Penulis: M. Zainudin
blokBojonegoro.com - Di ruang-ruang kuliah, ada pemandangan yang hampir selalu sama ketika dosen menuliskan simbol-simbol matematika di papan tulis: sebagian mahasiswa menatap penuh konsentrasi, sebagian lagi mulai gelisah, bahkan tak jarang ada yang langsung kehilangan semangat. Rasa takut terhadap matematika seolah menjadi fenomena klasik yang terus berulang, dari bangku sekolah hingga perguruan tinggi. Pertanyaannya, mengapa hal ini begitu sulit hilang?
Sebagian besar rasa takut itu berakar dari pengalaman masa lalu. Matematika sering diajarkan dengan cara yang kaku, penuh hafalan rumus, tanpa dikaitkan dengan kehidupan nyata. Alih-alih melihat keindahan logika di balik angka, banyak mahasiswa hanya mengingat perasaan tertekan saat ujian, coretan merah di kertas jawaban, atau teguran ketika salah mengerjakan soal sederhana. Trauma kecil ini lama-lama menjadi bayangan besar yang membuat matematika dipandang sebagai momok.
Di sisi lain, matematika memang menuntut kesabaran. Ia tidak bisa dikuasai dalam sekali baca, melainkan harus disentuh berulang kali dengan latihan dan pemahaman mendalam. Sayangnya, budaya instan yang semakin mengakar di kalangan mahasiswa membuat proses belajar yang membutuhkan ketekunan ini sering dianggap membebani. Saat jawaban tak kunjung ditemukan, frustrasi pun muncul dan ketakutan semakin menguat.

- **Ketentuan Latihan**:
A – Dalam teks tentang rasa takut terhadap matematika, hal apa saja yang hanya diingat oleh banyak mahasiswa alih-alih keindahan logika di balik angka? Sebutkan semuanya.
B – Teruskan teks tentang rasa takut terhadap matematika mulai dari kalimat terakhirnya.

- **Data Terekam**:

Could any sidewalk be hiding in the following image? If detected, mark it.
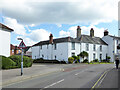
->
[0,64,60,86]
[99,67,120,90]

- **Jawaban Tugas**:
A –
- perasaan tertekan saat ujian
- coretan merah di kertas jawaban
- teguran ketika salah mengerjakan soal sederhana

B –
Padahal, matematika sejatinya adalah bahasa logika yang membentuk cara berpikir kritis. Ia mengajarkan bagaimana menyusun argumen secara runtut, menganalisis masalah, hingga menemukan solusi dengan dasar yang kuat. Jika dilihat lebih dekat, matematika bukan sekadar angka yang membingungkan, melainkan cermin bagaimana dunia bekerja secara teratur. Persamaan diferensial yang rumit, misalnya, pada dasarnya hanya berusaha menjelaskan fenomena sehari-hari: pergerakan populasi, laju pertumbuhan tanaman, atau dinamika sebuah sistem.
Rasa takut terhadap matematika tidak sepenuhnya salah mahasiswa. Sistem pendidikan yang masih menekankan hasil ketimbang proses turut memperkuat ketakutan itu. Banyak yang lebih sibuk mengejar nilai akhir ketimbang menikmati proses memahami. Dalam suasana seperti ini, matematika semakin terasa sebagai beban, bukan sebagai sahabat yang membuka jendela pengetahuan.
Namun, selalu ada jalan untuk mengurangi rasa takut itu. Kuncinya adalah mengubah cara pandang. Ketika mahasiswa mulai melihat bahwa matematika hadir di setiap aspek kehidupan dari teknologi yang mereka gunakan, algoritma media sosial yang mereka nikmati, hingga pola keuangan yang mereka kelola maka matematika tak lagi terasa asing. Ia justru menjadi teman yang membantu memahami dunia dengan lebih dalam.
Pada akhirnya, matematika bukanlah monster yang menakutkan, melainkan sebuah seni berpikir yang menunggu untuk diapresiasi. Jika saja mahasiswa diajak untuk merasakan keindahannya, bukan sekadar menaklukkan rumus, mungkin rasa takut itu akan berganti menjadi rasa ingin tahu. Dan siapa tahu, suatu saat nanti, matematika bukan lagi menjadi mata kuliah yang ditakuti, melainkan ruang belajar yang dinanti.
*Dosen IKIP PGRI Bojonegoro.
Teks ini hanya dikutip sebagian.